Selection:
* BEGIN *
The Khaleeji sub-bloc has been simmering in it’s own contradictions for decades.

While this doesn’t mean that they cannot or have not worked together on different occasions, in fact they were working together in Syria (until ‘Saudi’ Arabia and the ‘Emirates’, against the wishes of Qatar, let the Bashar Al Assad government of Syria back into the Arab League in 2023), in Yemen between Al Islah (Qatari-backed, weirdly friendly with ‘Saudi’ Arabia, strange), the Hadi/Alimi government (‘Saudi’-backed) and the Southern Transitional Council (‘Emirati’-backed), (until the conflicts between the ‘Saudi’-backed Hadi government and the ‘Emirati’-backed Southern Transitional Council in 2019), and the ‘UAE’ and ‘Saudi’ Arabia have regularly collaborated against groups that are supported by Qatar and/or Iran, there are clear and obvious lines of conflict between the three major Khaleeji US client states, ‘Saudi’ Arabia 🇸🇦, the ‘United Arab Emirates’ 🇦🇪, and Qatar 🇶🇦.

The ‘Saudi’-’Emirati’ border dispute, which was ‘solved’ in 1974, but is both disputed on some articles about oilfields in both territories but officially under complete ‘Saudi’ governance which has been constantly brought back up by the Emirates as knife when conflict between the two countries occur.

While the internal contradictions between the different actors in the Khaleej sub-bloc, mainly two of our three main actors (Al Saud and the ‘Saudi’ Comprador Bourgeoise/‘Saudi’ Arabia and the seven criminal families of the ‘Emirati’ Bourgeoise of the ‘United Arab Emirates’), had existed before, they were never extremely serious. In the case of the ‘Emirates’, it was conflicts over a small amount of territory and a some oil.

Serious cracks, however, would first emerge when Qatar begin the process of splitting from the ‘Saudi’ Gulf Sub-Bloc.

The Contradiction between the rest of the Khaleej and Qatar

Hamad bin Khalifa al Thani, the leader of 1995 Qatari coup d'état

However, the contradiction between Qatar and the ‘Saudi’-‘Emirati’ group would only emerge in 1995, with the Qatari coup d'état, which saw Qatar’s former government under the leadership of Emir Khalifa bin Hamad al Thani, which was fine with being a client to ‘Saudi’ Arabia, with Emir Hamad bin Khalifa al Thani, who would attempt to seize the role of main Khaleeji power, trying to make the rest of the Arab world subject to Qatari (but still US alligned) interests and even try to take the role of strongest US-aligned Arab state, with the help of their friends, the Muslim Brotherhood, a reactionary Hanbali Sunni Muslim group.

The Muslim Brotherhood, while not Wahabbi (but still Salafi), was previously aligned with ‘Saudi’ Arabia until the Brotherhood tried to seize more power through helping organize and supporting the Sahwah (Awakening) Movement (also supported by pre-Al Qaeda Bin Laden, which desired to make ‘Saudi’ Arabia more under Wahhabi principles and more anti-American, calling for the expulsion of US troops from the Arabian Peninsula, like the ones fighting Saddam during the First Iraq War and the US Military Base in Eskan, which was crushed.

Yusuf al Qaradawi

This is shown by the continuation of the residence of Yusuf al Qaradawi, an Egyptian-born Qatari ʿĀlim connected with the Muslim Brotherhood, in Qatar even after the break between ‘Saudi’ Arabia and the Muslim Brotherhood.
* END *
Requirements:
[1] Say whether each statement agrees with the passage on the Khaleeji sub-bloc, answering yes or no and quoting the words that decide it. (a) The 'Saudi'-'Emirati' border dispute was 'solved' in 1974. (b) Qatar wanted the Bashar Al Assad government let back into the Arab League. (c) Yusuf al Qaradawi was born in Qatar.
[2] In the passage on the Khaleeji sub-bloc, what year did the contradiction between Qatar and the 'Saudi'-'Emirati' group emerge, and with what event?
[3] Echo the passage on the Khaleeji sub-bloc between "This is shown" and "the Muslim Brotherhood.", inclusive.

Data shown:
* BEGIN *
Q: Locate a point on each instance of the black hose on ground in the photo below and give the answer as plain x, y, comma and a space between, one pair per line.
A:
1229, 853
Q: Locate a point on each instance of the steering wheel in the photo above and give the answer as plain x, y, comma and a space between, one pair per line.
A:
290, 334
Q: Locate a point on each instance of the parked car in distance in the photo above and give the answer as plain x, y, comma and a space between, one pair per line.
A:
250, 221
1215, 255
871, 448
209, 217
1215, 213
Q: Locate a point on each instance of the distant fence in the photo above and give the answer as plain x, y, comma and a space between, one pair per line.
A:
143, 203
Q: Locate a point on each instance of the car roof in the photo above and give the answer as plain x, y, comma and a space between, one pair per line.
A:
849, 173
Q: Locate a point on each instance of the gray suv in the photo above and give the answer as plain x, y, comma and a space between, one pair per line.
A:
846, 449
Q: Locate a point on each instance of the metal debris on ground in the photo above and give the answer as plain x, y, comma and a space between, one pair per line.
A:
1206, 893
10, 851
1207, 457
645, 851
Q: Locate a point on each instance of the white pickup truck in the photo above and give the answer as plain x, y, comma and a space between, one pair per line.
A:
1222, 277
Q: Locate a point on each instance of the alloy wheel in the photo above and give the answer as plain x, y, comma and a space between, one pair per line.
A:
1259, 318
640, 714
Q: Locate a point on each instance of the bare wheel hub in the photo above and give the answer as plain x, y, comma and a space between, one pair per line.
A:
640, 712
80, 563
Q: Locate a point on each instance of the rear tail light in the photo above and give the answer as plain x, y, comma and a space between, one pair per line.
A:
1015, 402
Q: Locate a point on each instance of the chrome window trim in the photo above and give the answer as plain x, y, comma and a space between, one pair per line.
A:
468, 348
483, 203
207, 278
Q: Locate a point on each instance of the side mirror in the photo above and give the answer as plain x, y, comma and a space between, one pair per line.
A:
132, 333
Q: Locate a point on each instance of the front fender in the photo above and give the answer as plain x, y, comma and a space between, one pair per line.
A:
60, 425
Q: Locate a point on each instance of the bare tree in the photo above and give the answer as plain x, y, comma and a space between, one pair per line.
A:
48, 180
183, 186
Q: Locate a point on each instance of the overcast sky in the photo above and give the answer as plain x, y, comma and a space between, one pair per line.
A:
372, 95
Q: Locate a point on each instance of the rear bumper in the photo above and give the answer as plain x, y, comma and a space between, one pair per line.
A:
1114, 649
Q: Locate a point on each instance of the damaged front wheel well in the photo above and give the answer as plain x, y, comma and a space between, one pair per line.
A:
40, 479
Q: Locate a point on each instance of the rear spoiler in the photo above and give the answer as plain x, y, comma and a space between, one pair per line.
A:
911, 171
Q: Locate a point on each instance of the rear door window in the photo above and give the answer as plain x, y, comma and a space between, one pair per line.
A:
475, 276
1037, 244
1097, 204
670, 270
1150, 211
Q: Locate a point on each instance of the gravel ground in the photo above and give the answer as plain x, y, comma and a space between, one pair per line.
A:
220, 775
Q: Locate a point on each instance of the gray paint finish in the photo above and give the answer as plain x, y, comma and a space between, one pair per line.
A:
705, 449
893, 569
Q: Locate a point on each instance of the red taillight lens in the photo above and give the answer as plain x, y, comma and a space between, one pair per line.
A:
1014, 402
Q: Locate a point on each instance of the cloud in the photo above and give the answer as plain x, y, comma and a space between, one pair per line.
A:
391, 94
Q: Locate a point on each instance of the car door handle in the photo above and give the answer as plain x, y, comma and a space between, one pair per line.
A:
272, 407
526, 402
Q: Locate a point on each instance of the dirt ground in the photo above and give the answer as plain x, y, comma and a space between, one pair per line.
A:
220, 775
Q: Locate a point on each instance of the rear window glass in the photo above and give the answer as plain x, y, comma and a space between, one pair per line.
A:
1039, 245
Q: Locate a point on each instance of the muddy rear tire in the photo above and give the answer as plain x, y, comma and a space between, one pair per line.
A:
* END *
The results:
[1]
(a) Yes: "which was ‘solved’ in 1974"
(b) No: "against the wishes of Qatar"
(c) No: "an Egyptian-born Qatari ʿĀlim"

[2] It emerged in 1995, with the Qatari coup d'état.

[3]
This is shown by the continuation of the residence of Yusuf al Qaradawi, an Egyptian-born Qatari ʿĀlim connected with the Muslim Brotherhood, in Qatar even after the break between ‘Saudi’ Arabia and the Muslim Brotherhood.